» Text extract:
****

Re: frequent lockups in 3.18rc4

From: Linus Torvalds
Date: Wed Nov 19 2014 - 14:38:16 EST

On Wed, Nov 19, 2014 at 11:15 AM, Andy Lutomirski <luto@xxxxxxxxxxxxxx> wrote:
> I suspect that the regression was triggered by the seccomp pull, since
> that reworked a lot of this code.

Note that it turns out that Dave can apparently see the same problems
with 3.17, so it's not actually a regression. So it may have been
going on for a while.

> Just to make sure I understand: it says "NMI watchdog", but this trace
> is from a timer interrupt, not NMI, right?

Yeah. The kernel/watchdog.c code always says "NMI watchdog", but it's
actually just a regular tiemr function: watchdog_timer_fn() started
with hrtimer_start().

> Is it possible that we've managed to return to userspace with
> interrupts off somehow? A loop in userspace that somehow has
> interrupts off can cause all kinds of fun lockups.

That sounds unlikely, but if there is some stack corruption going on.

However, it wouldn't even explain things, because even if interrupts
had been disabled in user space, and even if that popf got executed,
this wouldn't be where they got enabled. That would be the :"sti" in
the system call entry path (hidden behind the ENABLE_INTERRUPTS

Of course, maybe Dave has paravirtualization enabled (what a crock
_that_ is), and there is something wrong with that whole code.

> I don't understand the logic of what enables TIF_NOHZ.

Yeah, that makes two of us. But..

> In 3.17, I don't think that code would run with context tracking on,
> although I don't immediately see any bugs here.

See above: the problem apparently isn't new. Although it is possible
that we have two different issues going on..

****

» Data records:
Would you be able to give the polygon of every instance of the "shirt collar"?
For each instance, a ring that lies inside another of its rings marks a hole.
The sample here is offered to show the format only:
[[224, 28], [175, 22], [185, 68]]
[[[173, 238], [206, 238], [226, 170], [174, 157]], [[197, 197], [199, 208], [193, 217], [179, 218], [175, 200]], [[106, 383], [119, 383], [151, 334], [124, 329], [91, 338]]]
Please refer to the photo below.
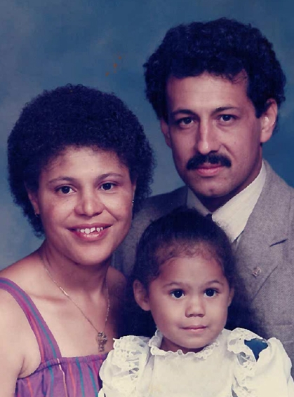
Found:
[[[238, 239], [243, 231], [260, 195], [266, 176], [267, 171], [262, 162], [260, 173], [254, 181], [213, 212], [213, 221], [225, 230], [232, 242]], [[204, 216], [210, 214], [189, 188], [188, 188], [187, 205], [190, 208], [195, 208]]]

****

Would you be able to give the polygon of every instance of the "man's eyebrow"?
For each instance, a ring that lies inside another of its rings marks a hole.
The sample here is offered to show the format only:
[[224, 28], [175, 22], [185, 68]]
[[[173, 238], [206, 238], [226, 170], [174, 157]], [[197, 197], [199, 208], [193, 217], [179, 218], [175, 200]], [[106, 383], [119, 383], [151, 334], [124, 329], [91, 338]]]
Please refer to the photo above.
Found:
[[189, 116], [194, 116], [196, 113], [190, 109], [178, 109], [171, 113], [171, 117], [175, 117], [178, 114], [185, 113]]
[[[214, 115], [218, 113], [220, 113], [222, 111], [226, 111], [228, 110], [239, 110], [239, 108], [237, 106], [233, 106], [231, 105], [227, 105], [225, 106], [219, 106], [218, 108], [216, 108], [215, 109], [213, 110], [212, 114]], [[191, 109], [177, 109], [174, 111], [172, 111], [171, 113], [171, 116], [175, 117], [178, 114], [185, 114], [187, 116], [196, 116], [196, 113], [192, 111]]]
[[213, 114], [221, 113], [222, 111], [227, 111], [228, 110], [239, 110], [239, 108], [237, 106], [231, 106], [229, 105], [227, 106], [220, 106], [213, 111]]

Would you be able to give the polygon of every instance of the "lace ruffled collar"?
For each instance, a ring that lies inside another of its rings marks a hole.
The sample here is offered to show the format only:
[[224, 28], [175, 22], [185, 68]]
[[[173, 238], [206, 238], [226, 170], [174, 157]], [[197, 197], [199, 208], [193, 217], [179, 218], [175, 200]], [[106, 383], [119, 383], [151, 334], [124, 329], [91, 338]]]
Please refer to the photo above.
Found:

****

» Set exercise A:
Indicate whether each statement agrees with the reply, answering yes or no and quoting the deciding words: (i) Dave can reportedly see the same problems with 3.17. (ii) The watchdog trace comes from an NMI rather than from a timer function. (iii) The possibility of two different issues is ruled out.
» Set exercise B:
Reproduce the reply verbatim, from "Yeah, that makes" up to and including "issues going on..".
The listing is independent material and has no connection to the reply.

» Result A:
(i) Yes: "Dave can apparently see the same problems with 3.17, so it's not actually a regression."
(ii) No: "watchdog_timer_fn() started with hrtimer_start()."
(iii) No: "Although it is possible that we have two different issues going on.."

» Result B:
Yeah, that makes two of us. But..

> In 3.17, I don't think that code would run with context tracking on,
> although I don't immediately see any bugs here.

See above: the problem apparently isn't new. Although it is possible
that we have two different issues going on..